## Textauszug

Die biographischen Einzelheiten jener Jahre sind schärfer und
brennender, als man in »Unterm Rad« sie dargestellt findet. Hesse
hat, umgekehrt, als es heute üblich ist, die Mitteilung abgeschwächt;
wie er auch im »Presselschen Gartenhaus« nur den schönen Schein,
die Harmonie, die Konkordanz der Klänge und der Seelen, die
Obertöne hat leuchten lassen. Der junge Hesse empfindet in
Maulbronn ganz offenbar, daß dieses Institut eine Fortsetzung der
Basler Knaben- und Missionsschule ist, aus der er so stumm und
gedrückt zur zärtlich geliebten Mutter zurückkam. Er hat, als er nach
Göppingen in die Lateinschule geht, das Vaterhaus nur widerwillig
verlassen. All seine Träume kreisen nur um die Heimat. Ein
Knabengedicht von damals schließt mit dem Reim:
Die Welle rauschte so frisch, so kalt,
Ihr Sang ergriff mich mit Himmelsgewalt.

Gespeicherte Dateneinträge
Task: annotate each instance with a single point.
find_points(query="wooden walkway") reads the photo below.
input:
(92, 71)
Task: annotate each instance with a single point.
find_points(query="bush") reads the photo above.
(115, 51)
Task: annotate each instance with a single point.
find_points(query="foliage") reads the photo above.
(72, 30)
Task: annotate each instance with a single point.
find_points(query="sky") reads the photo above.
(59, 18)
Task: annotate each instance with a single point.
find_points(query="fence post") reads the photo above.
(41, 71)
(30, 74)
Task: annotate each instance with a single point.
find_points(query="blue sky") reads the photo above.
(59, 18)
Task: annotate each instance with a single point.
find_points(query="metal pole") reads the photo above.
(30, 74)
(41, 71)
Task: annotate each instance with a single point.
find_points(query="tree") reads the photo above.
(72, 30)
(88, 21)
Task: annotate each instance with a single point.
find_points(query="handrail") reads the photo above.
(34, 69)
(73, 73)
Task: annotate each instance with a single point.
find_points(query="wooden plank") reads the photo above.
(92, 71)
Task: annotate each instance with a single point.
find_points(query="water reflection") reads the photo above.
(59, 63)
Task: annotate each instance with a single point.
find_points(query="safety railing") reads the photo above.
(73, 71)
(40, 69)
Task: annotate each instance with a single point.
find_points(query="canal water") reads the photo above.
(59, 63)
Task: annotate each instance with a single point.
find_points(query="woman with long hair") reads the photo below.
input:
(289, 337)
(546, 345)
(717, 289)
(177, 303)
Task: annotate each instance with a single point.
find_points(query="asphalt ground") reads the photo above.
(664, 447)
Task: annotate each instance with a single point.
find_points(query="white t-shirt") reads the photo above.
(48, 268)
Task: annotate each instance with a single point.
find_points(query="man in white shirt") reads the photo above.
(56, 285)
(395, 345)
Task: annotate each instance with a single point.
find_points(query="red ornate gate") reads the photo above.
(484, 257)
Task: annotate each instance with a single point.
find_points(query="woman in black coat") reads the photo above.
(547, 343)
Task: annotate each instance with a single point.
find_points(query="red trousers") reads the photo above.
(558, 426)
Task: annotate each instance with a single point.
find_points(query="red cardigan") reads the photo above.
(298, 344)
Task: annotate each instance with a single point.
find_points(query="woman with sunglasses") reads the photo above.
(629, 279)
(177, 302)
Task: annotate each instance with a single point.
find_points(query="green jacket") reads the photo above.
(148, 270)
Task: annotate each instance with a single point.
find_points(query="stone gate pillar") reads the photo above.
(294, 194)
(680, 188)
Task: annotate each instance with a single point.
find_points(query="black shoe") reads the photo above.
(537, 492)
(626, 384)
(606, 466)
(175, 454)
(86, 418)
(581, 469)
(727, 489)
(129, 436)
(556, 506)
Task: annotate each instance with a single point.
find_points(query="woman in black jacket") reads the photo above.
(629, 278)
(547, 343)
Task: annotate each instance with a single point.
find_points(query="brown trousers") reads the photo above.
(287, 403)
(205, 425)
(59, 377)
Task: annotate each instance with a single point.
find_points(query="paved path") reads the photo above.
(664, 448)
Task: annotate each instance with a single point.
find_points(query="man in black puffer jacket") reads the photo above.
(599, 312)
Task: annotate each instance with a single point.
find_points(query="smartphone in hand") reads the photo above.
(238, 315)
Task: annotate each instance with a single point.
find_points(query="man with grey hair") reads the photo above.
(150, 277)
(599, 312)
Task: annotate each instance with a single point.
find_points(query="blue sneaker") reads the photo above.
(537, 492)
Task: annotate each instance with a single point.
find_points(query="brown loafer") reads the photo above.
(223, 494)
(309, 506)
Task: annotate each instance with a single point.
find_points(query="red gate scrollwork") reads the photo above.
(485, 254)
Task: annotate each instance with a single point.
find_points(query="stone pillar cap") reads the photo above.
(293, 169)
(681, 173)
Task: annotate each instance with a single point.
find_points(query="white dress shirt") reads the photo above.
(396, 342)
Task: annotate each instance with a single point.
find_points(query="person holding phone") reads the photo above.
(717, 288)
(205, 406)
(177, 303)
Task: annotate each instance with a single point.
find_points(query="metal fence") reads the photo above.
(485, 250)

## Aufgabe 1
Erklären Sie in ein bis drei Sätzen anhand des Textauszugs, weshalb die biographischen Einzelheiten jener Jahre in »Unterm Rad« weniger scharf erscheinen, als sie tatsächlich waren.
## Aufgabe 2
Geben Sie den Abschnitt des Textauszugs, der mit den Worten „Die biographischen Einzelheiten“ beginnt und mit „mich mit Himmelsgewalt.“ endet, erneut wieder und benennen Sie darin „Institut“ in „Seminar“ um.
Die Daten werden für die Bearbeitung nicht benötigt.

## Antwort 1
Hesse hat die Mitteilung abgeschwächt, also umgekehrt verfahren, als es heute üblich ist. Ebenso hat er auch im »Presselschen Gartenhaus« nur den schönen Schein, die Harmonie und die Obertöne leuchten lassen.

## Antwort 2
Die biographischen Einzelheiten jener Jahre sind schärfer und
brennender, als man in »Unterm Rad« sie dargestellt findet. Hesse
hat, umgekehrt, als es heute üblich ist, die Mitteilung abgeschwächt;
wie er auch im »Presselschen Gartenhaus« nur den schönen Schein,
die Harmonie, die Konkordanz der Klänge und der Seelen, die
Obertöne hat leuchten lassen. Der junge Hesse empfindet in
Maulbronn ganz offenbar, daß dieses Seminar eine Fortsetzung der
Basler Knaben- und Missionsschule ist, aus der er so stumm und
gedrückt zur zärtlich geliebten Mutter zurückkam. Er hat, als er nach
Göppingen in die Lateinschule geht, das Vaterhaus nur widerwillig
verlassen. All seine Träume kreisen nur um die Heimat. Ein
Knabengedicht von damals schließt mit dem Reim:
Die Welle rauschte so frisch, so kalt,
Ihr Sang ergriff mich mit Himmelsgewalt.